▶ **Selected excerpt**:
Performance Optimization¶
This guide focuses on GoVector performance optimization practices, covering HNSW index parameter tuning (M value, efConstruction, efSearch), memory usage optimization (vector quantization, caching and garbage collection), disk I/O optimization (batch writing, index rebuild strategy, storage format) and benchmark testing and performance analysis methods. The document also provides suggestions for large-scale data processing and scalability, and empirical explanations combined with benchmark tools and implementation details in the repository.
Project Structure¶
GoVector uses a layered organization of "core library + benchmark tool + storage engine": - Core library: Collection management, HNSW/Flat index, distance metrics, filters, quantizer, storage interface - Benchmark tool: Command-line benchmark suite, supports building and querying at different scales and dimensions - Storage engine: Local persistence based on bbolt, combined with Protobuf serialization
graph TB
subgraph "Application Layer"
App["Application/Service"]
end
subgraph "Core Library(core)
Col["Collection
Collection management"]
HNSW["HNSWIndex
Graph index"]
Flat["FlatIndex
Linear index"]
Dist["Distance
Distance metrics"]
Filt["Filter
Filters"]
Q["Quantizer
Quantizer"]
Store["Storage
Persistence"]
end
subgraph "External Dependencies"
BB["bbolt
BoltDB"]
PB["Protobuf"]
HnswLib["coder/hnsw
HNSW graph library"]
end
App --> Col
Col --> HNSW
Col --> Flat
Col --> Store
HNSW --> Dist
HNSW --> Filt
Store --> BB
Store --> PB
HNSW -.-> HnswLib
Core Components¶
- Collection: Unified management of vector dimension, distance metric, index type (HNSW/Flat), and coordinates consistency between storage and in-memory index
- HNSWIndex: Encapsulates underlying HNSW graph library, supports Cosine/Euclid/Dot three distance metrics, configurable M, EfConstruction, EfSearch, TopK
- Storage: Local persistence based on bbolt, supports Protobuf serialization and optional vector quantization compression
- SQ8Quantizer Quantizer: Compresses 32-bit floating-point vectors to 8-bit integers, saving disk and memory usage
- Filter: Supports exact match, range, prefix, contains, regex and other conditions, used for post-filtering during retrieval
Architecture Overview¶
The diagram below shows the overall flow from application to index to storage, and the position of key parameters in the flow.
sequenceDiagram
participant App as "Application"
participant Col as "Collection"
participant Idx as "VectorIndex(HNSW/Flat)"]
participant St as "Storage(BoltDB)"]
App->>Col : "Upsert(points)"
Col->>St : "EnsureCollection + SaveMetadata"
Col->>St : "UpsertPoints(optional quantization)"
Col->>Idx : "Upsert(points)"
Note over Col,Idx : "In-memory index and storage remain consistent"
App->>Col : "Search(query, filter, topK)"

▶ **Exercises**:
(a) In the GoVector performance guide, what does the SQ8Quantizer compress 32-bit floating-point vectors into?
(b) Output the part of the GoVector performance guide from "Performance Optimization¶" up to and including "in the repository.".
(c) Summarize the GoVector performance guide in two sentences.

▶ **Information supplied**:
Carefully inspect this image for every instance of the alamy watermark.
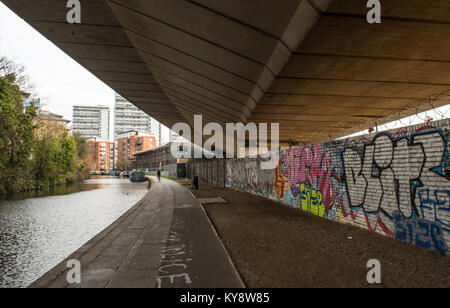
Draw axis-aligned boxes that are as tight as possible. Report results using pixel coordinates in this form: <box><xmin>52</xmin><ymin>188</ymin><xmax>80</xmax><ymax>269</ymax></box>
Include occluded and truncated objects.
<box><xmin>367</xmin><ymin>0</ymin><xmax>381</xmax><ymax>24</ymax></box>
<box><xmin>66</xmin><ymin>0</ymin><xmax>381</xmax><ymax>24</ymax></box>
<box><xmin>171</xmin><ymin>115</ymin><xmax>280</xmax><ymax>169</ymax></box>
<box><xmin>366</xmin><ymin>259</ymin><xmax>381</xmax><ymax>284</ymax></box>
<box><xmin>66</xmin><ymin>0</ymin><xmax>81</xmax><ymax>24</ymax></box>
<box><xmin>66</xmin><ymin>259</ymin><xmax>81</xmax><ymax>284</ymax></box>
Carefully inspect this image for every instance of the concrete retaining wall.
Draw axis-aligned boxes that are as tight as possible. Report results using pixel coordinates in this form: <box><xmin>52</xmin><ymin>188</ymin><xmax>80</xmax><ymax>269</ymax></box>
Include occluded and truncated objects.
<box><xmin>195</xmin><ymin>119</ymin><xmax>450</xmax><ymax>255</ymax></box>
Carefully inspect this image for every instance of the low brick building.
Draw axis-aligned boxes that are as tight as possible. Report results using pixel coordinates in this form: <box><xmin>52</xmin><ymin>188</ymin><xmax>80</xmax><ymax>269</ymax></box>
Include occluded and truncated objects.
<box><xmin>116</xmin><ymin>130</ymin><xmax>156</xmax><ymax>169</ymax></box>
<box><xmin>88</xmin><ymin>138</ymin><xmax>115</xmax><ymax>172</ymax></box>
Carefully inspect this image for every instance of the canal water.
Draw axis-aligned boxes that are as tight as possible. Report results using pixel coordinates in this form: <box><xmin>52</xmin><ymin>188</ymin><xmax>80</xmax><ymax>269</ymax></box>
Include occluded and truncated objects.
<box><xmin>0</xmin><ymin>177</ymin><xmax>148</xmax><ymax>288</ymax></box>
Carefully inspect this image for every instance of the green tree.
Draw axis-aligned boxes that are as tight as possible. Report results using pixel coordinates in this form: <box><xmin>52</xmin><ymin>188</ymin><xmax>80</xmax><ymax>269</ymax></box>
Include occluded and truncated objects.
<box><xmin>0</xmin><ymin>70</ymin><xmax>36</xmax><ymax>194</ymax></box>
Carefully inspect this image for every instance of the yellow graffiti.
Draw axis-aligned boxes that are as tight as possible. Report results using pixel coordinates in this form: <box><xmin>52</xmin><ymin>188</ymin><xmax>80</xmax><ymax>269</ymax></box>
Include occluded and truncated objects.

* * *

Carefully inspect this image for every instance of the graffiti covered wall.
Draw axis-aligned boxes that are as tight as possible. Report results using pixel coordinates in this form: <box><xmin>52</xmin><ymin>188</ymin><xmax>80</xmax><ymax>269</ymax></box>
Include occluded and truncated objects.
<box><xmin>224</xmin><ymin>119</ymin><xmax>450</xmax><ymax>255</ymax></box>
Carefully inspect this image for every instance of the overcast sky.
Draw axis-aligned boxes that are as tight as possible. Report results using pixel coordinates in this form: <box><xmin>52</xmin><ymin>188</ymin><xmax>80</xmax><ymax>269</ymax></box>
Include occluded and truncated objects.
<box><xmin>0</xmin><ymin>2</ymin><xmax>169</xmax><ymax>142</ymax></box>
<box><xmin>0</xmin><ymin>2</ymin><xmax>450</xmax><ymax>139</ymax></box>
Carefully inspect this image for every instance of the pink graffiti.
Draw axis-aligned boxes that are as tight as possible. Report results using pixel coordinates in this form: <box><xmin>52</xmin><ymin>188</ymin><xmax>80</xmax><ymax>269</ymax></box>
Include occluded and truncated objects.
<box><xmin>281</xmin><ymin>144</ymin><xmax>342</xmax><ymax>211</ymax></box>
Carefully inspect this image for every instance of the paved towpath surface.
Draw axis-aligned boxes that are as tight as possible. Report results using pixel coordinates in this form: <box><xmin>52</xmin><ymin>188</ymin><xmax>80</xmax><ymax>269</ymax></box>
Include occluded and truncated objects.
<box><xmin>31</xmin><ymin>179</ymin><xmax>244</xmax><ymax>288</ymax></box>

==

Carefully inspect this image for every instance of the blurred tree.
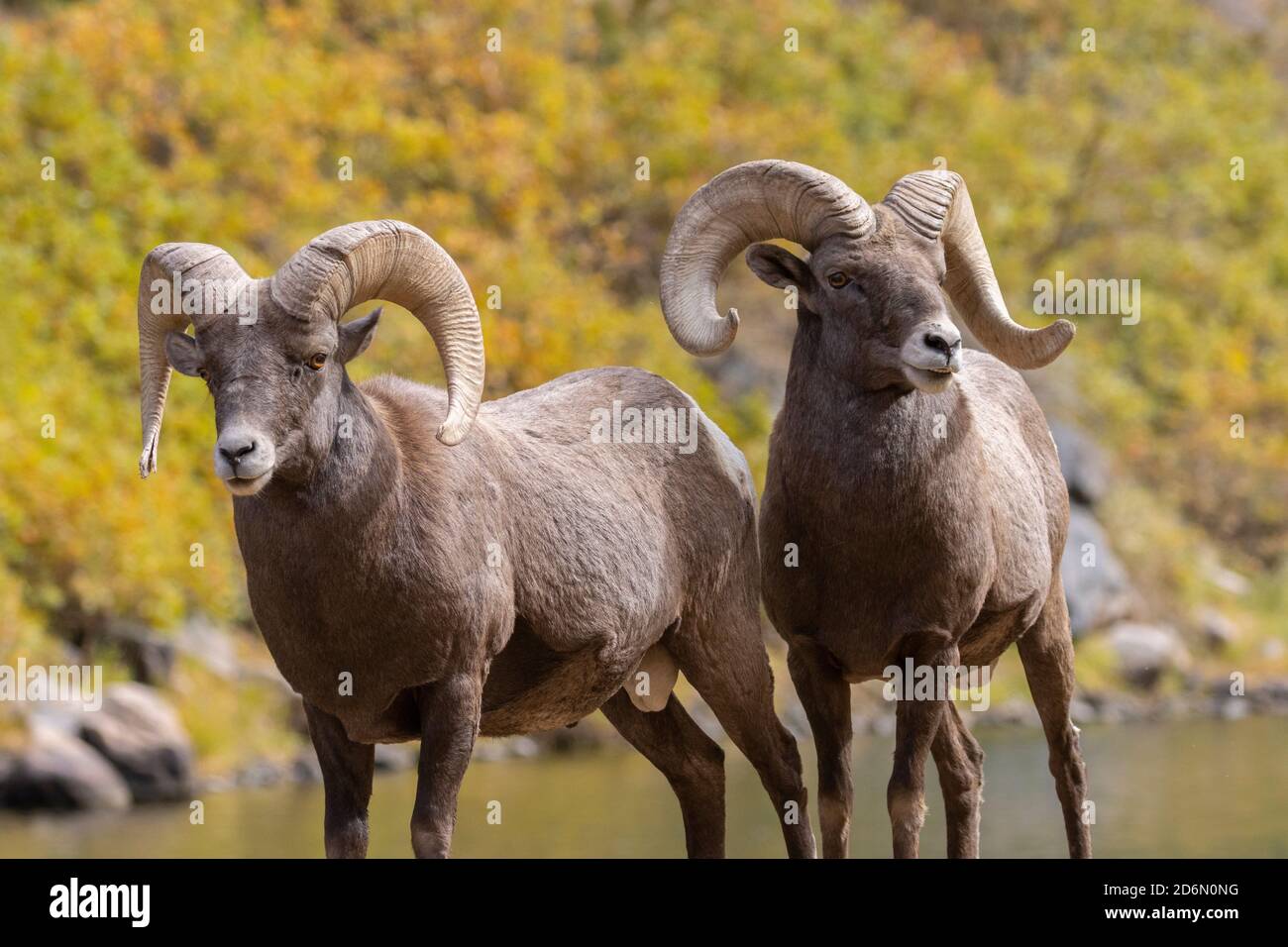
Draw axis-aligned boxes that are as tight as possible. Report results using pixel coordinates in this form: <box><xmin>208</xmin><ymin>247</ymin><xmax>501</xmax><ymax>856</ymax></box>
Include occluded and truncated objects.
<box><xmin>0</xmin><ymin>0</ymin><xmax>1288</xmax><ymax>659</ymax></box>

▶ **Outputs by task**:
(a) 8-bit integers.

(b)
Performance Optimization¶
This guide focuses on GoVector performance optimization practices, covering HNSW index parameter tuning (M value, efConstruction, efSearch), memory usage optimization (vector quantization, caching and garbage collection), disk I/O optimization (batch writing, index rebuild strategy, storage format) and benchmark testing and performance analysis methods. The document also provides suggestions for large-scale data processing and scalability, and empirical explanations combined with benchmark tools and implementation details in the repository.

(c) The guide covers GoVector performance optimization: tuning HNSW index parameters, cutting memory use and disk I/O, and benchmark testing and performance analysis. GoVector is organized as a core library, a benchmark tool, and a storage engine that stores data locally with bbolt and Protobuf serialization.